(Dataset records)
——
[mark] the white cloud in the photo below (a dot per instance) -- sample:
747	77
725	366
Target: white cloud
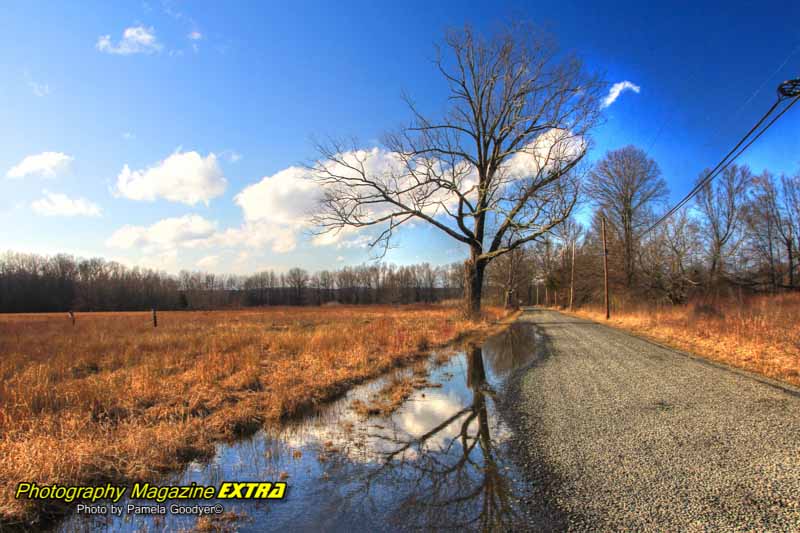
39	89
283	198
208	262
57	204
188	231
45	164
135	40
616	90
184	177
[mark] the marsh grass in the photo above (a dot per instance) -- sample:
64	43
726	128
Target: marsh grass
113	399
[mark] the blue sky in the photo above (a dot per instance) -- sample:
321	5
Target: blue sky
226	96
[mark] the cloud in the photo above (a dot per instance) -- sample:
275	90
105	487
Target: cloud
135	40
616	90
45	164
208	262
57	204
184	177
283	198
188	231
39	89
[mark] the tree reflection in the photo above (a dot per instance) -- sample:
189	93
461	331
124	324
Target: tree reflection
446	477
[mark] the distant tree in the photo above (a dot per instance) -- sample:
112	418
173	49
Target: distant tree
721	203
297	279
625	185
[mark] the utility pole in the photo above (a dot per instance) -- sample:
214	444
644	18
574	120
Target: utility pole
605	267
572	278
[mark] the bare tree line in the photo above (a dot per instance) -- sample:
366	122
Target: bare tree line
34	283
739	236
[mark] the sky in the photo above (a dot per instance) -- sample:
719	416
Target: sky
172	135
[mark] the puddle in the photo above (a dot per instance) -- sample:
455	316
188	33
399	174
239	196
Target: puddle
441	461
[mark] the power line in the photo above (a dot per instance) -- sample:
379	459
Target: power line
787	90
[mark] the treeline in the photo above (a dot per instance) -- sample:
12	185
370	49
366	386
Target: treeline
33	283
739	235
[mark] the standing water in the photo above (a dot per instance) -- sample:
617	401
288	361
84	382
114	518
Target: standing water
440	461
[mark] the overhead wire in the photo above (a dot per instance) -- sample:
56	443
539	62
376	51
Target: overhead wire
730	157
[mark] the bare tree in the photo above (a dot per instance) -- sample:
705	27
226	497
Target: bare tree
625	184
504	157
721	204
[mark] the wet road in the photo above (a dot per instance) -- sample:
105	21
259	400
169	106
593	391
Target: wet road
619	434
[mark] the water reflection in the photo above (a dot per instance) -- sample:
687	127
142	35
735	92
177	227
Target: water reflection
440	461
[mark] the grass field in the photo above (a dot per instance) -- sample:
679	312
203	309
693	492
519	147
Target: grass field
760	334
113	399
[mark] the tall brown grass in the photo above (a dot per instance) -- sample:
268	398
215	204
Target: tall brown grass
114	399
760	334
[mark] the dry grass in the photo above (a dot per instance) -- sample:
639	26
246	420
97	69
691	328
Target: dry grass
394	392
761	334
115	400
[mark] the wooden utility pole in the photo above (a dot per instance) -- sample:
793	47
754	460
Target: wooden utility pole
605	267
572	279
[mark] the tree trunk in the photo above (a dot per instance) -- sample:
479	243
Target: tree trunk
473	284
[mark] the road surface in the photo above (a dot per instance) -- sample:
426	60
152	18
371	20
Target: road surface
620	434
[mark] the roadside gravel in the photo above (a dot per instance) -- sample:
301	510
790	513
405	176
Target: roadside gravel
620	434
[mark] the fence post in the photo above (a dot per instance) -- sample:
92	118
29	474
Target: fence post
572	279
605	268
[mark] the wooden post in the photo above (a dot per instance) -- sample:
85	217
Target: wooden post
605	268
572	279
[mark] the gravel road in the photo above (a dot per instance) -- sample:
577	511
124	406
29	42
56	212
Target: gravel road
620	434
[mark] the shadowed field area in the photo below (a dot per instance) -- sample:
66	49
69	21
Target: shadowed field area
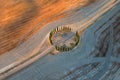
20	17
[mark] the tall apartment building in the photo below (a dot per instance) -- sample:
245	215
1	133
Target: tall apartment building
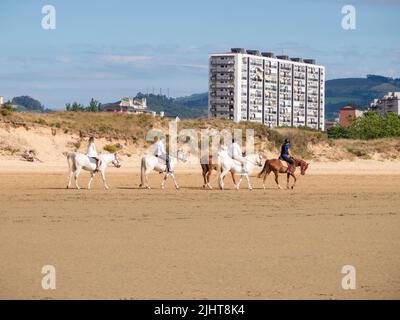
276	91
389	103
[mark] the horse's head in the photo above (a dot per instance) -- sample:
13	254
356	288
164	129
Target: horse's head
181	155
116	162
303	167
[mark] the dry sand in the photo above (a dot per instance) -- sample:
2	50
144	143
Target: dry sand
128	243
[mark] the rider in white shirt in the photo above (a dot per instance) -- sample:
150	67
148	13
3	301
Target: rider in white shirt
161	153
235	152
92	152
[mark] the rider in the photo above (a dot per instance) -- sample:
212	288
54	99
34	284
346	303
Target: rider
161	152
286	154
235	152
92	153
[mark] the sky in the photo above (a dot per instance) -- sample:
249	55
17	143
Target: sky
110	49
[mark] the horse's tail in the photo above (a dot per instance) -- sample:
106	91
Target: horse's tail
142	171
264	169
71	160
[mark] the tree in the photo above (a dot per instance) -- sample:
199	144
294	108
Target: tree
28	102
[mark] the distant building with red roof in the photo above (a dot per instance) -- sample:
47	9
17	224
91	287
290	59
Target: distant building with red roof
348	114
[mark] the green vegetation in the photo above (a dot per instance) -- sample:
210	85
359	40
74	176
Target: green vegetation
193	106
27	103
94	106
7	109
370	126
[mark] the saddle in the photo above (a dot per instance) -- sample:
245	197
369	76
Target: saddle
283	163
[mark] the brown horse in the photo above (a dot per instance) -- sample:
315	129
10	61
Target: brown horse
279	166
208	168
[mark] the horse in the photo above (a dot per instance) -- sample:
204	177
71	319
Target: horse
151	162
79	161
235	167
208	167
279	166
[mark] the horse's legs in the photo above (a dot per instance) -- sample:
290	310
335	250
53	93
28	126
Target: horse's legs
276	179
90	180
70	179
248	182
221	179
164	179
237	186
103	177
76	174
176	184
266	174
208	175
295	179
233	178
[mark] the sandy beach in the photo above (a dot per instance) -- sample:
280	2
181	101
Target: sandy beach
129	243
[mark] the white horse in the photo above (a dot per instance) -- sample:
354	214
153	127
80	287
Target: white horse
79	161
235	167
150	162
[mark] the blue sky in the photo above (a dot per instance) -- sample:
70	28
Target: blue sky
109	49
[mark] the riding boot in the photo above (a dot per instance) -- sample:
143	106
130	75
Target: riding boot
168	165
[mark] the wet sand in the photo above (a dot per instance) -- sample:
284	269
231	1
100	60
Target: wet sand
129	243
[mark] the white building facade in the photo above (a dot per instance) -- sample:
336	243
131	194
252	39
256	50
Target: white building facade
389	103
275	91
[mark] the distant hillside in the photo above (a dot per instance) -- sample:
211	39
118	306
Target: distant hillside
356	91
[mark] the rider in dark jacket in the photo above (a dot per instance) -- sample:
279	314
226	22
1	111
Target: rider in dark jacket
286	155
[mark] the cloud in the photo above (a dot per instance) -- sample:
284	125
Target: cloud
124	58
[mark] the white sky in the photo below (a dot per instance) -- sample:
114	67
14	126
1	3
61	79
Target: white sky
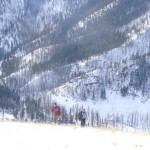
30	136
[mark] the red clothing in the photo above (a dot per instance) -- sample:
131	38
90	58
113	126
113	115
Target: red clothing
56	110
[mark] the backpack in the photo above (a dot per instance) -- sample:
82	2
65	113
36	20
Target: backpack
80	116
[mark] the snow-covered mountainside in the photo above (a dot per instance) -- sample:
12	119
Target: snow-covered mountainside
92	53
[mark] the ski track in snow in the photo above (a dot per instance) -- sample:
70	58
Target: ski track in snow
29	136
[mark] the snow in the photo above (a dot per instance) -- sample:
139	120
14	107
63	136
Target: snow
30	136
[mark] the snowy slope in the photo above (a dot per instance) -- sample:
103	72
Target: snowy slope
22	136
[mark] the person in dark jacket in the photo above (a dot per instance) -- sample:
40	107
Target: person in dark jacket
56	112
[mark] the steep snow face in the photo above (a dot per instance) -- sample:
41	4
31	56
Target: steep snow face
20	20
82	24
137	26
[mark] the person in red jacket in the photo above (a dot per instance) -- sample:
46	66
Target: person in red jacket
56	112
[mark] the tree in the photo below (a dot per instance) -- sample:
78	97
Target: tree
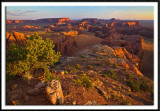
——
■ WORK INSTRUCTIONS:
Repeat only the lines between the start of the data and the line with "[mark] the grass", including those two lines, and skip the pictures.

■ RESPONSE BELOW:
[mark] the white cloud in the photo below (a dot per instance) -- sample:
747	77
725	366
Target: white cloud
39	89
283	198
208	262
57	204
188	231
45	164
135	40
616	90
184	177
[mark] the marsh grass in the photo above (a dot per instance) -- sample:
64	43
726	128
Target: marsh grass
113	399
[mark] the blue sky in the photo above (a dot per instance) -- sample:
321	5
Target: blue sky
226	96
[mark] the cloud in the photo above (a dot per instance) -- sample:
275	90
105	487
Target: cloud
135	40
616	90
45	164
208	262
57	204
184	177
283	198
188	231
39	89
[mark] the tree reflection in the photo above (a dot per instance) -- sample:
189	93
461	331
124	324
Target: tree reflection
446	477
[mark] the distant tree in the photo above (a dot per instance) -- sample:
112	418
173	49
Target: distant tree
721	203
297	279
625	185
[mark] the utility pole in the photo above (a dot per instance) -- sample:
214	444
644	18
574	120
Target: utility pole
605	267
572	278
[mark] the bare tree line in the photo above (a dot per instance) -- sample:
366	122
Target: bare tree line
34	283
739	236
[mark] the sky in the photo above (a dot per instance) -- sample:
719	416
Target: sky
172	135
[mark] the puddle in the photo above (a dot per instance) -- sample:
455	316
188	33
399	174
239	196
Target: puddle
441	461
[mark] the power line in the photo above (a dot per instance) -- sample:
379	459
Target: power line
787	90
[mark] the treeline in the photo above (a dot per instance) -- sample:
12	185
370	49
366	386
Target: treeline
33	283
739	235
[mark] the standing water in the photo above (a dot per instance) -- sample:
617	401
288	361
84	382
114	518
Target: standing water
440	461
[mark] the overhead wire in the photo above (a dot per instance) -- sample:
56	443
539	62
376	51
Target: overhead wire
730	157
[mark] the bare tree in the photo above (a dot per instance) -- sample:
705	27
226	497
Target: bare tree
625	184
504	157
721	204
[mark] the wet road in the photo above (a dot per instance) -- sample:
105	21
259	400
169	106
593	391
Target: wet road
619	434
[mark] the water reflection in the photo above (a dot per instance) -- sample:
687	127
142	35
735	92
177	227
Target: water reflection
440	461
[mark] the grass field in the photo above (a dot per instance) -- sample:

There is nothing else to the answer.